● TASK TO COMPLETE: Only the lines from the one containing "Where can the bicycle front" through the end of the material are to be echoed, each exactly as it appears.

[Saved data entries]

········

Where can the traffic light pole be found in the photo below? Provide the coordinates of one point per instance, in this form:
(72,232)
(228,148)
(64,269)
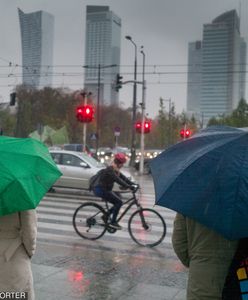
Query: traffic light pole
(133,139)
(85,126)
(142,136)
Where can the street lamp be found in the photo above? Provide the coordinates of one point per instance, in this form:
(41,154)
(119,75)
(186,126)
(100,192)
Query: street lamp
(133,141)
(143,107)
(170,125)
(99,67)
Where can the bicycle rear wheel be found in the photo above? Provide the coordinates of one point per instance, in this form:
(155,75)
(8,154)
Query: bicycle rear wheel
(88,221)
(147,227)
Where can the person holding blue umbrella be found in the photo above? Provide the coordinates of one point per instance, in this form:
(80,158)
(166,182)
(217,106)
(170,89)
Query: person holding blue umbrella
(205,180)
(206,253)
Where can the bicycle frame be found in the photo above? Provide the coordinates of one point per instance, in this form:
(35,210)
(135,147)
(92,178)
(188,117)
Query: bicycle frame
(132,201)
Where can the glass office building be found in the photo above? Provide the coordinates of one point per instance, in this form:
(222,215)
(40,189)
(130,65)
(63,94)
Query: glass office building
(223,68)
(37,35)
(194,77)
(102,51)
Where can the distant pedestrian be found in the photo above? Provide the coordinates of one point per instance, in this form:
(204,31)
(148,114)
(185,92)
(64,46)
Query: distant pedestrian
(206,253)
(17,245)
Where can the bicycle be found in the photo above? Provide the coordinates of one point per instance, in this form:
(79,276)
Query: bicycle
(91,221)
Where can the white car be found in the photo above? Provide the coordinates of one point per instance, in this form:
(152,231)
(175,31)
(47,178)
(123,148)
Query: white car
(77,168)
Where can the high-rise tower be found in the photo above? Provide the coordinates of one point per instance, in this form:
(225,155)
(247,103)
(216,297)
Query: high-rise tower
(37,34)
(102,52)
(194,77)
(223,61)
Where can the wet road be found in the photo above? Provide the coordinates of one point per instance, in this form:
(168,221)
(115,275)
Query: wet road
(66,266)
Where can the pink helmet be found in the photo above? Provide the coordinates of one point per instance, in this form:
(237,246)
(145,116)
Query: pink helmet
(120,158)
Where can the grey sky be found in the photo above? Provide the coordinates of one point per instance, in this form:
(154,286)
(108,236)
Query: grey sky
(163,27)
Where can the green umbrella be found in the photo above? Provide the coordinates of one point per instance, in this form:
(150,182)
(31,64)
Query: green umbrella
(27,172)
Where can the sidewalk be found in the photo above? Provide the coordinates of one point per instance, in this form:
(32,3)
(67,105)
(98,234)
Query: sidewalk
(55,283)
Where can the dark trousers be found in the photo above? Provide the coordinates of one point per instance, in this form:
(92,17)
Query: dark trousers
(110,197)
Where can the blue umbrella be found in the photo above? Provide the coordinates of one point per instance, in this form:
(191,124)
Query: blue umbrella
(206,178)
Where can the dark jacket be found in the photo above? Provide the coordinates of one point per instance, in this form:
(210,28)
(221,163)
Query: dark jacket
(109,176)
(207,254)
(232,289)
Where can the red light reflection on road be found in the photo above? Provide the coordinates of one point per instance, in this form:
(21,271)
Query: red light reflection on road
(79,282)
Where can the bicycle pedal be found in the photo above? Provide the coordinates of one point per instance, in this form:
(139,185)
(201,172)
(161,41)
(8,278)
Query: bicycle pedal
(111,230)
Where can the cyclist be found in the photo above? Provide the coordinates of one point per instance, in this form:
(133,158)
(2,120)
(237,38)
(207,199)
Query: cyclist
(105,182)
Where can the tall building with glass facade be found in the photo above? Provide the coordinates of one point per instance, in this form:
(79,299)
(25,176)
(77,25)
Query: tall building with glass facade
(194,77)
(102,53)
(223,61)
(37,36)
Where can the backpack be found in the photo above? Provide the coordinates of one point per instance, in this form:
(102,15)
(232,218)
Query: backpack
(94,180)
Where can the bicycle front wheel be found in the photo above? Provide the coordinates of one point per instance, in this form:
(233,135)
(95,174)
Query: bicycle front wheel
(88,221)
(147,227)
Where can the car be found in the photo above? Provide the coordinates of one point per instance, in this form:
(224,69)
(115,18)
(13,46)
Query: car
(148,155)
(77,169)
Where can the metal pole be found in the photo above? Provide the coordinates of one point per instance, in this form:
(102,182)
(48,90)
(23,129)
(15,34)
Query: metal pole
(133,139)
(85,125)
(98,107)
(99,67)
(170,125)
(142,136)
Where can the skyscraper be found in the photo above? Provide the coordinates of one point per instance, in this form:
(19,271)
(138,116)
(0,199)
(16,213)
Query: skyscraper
(37,34)
(102,52)
(194,77)
(223,61)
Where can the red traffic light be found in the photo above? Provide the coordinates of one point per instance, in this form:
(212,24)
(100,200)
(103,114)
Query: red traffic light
(147,126)
(85,113)
(185,133)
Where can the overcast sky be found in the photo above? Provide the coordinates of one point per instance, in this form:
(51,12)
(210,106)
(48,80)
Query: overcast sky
(163,27)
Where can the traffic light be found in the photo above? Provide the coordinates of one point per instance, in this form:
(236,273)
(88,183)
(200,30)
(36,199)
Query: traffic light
(138,126)
(147,126)
(185,133)
(118,84)
(12,99)
(85,113)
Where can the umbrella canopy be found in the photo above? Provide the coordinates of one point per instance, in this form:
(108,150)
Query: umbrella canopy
(206,178)
(27,171)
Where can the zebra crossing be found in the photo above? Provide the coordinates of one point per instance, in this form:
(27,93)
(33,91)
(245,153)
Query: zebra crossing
(55,213)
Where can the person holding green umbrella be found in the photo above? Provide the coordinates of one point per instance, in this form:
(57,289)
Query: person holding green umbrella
(18,233)
(27,171)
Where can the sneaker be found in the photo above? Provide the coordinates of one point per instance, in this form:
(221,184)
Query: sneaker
(104,218)
(115,225)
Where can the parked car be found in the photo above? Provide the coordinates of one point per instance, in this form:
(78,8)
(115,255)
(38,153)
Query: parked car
(148,155)
(77,168)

········

● SOLUTION:
Where can the bicycle front wheel be found in the photo above? Provide the coordinates of one point per instance, in this form:
(233,135)
(95,174)
Query: bicycle front wheel
(88,221)
(147,227)
Where can the car be found in the photo above? Provide the coordinates of one point per instance, in this form:
(224,69)
(115,18)
(13,46)
Query: car
(148,155)
(77,169)
Where can the metal pole be found in the photo above? Provide the coordinates of one point per instance, in this form:
(102,182)
(48,90)
(23,129)
(15,34)
Query: metal pole
(133,139)
(85,125)
(98,107)
(99,67)
(170,125)
(142,136)
Where can the skyscraper be found in the photo above? Provide the coordinates of one point per instance, in this form:
(19,271)
(138,116)
(0,199)
(16,213)
Query: skyscraper
(37,34)
(102,52)
(194,77)
(223,61)
Where can the red traffic light be found in the photo above? Provide the coordinates of one point per instance, in this form:
(212,24)
(100,200)
(103,114)
Query: red traffic light
(147,126)
(85,113)
(185,133)
Where can the overcast sky be found in the photo above? Provide the coordinates of one point per instance, in this form:
(51,12)
(210,106)
(48,80)
Query: overcast sky
(163,27)
Where can the traffic light be found in the photo above? Provide the coordinates of one point per instance, in this form:
(236,273)
(88,183)
(200,30)
(36,199)
Query: traffic light
(138,126)
(147,126)
(185,133)
(118,84)
(12,99)
(85,113)
Where can the umbrella canopy be found in the photo above? Provide the coordinates of one point per instance, in this form:
(108,150)
Query: umbrella canopy
(206,178)
(27,171)
Where can the zebra crossing be found in the photo above? Provide the coordinates of one point per instance, in this form:
(27,93)
(33,91)
(245,153)
Query: zebra crossing
(55,213)
Where can the person holding green umbrella be found in the photo above? Provide the coordinates of one point per instance, in this form:
(57,289)
Query: person holding green umbrella
(18,233)
(27,171)
Where can the sneaker be found in the photo above? Provide the coordinates of one point per instance, in this form:
(221,184)
Query: sneaker
(104,218)
(115,225)
Where can the parked car be found in the photo above? Provide the coordinates of one point per instance, in this form:
(78,8)
(115,255)
(38,153)
Query: parked car
(148,155)
(77,168)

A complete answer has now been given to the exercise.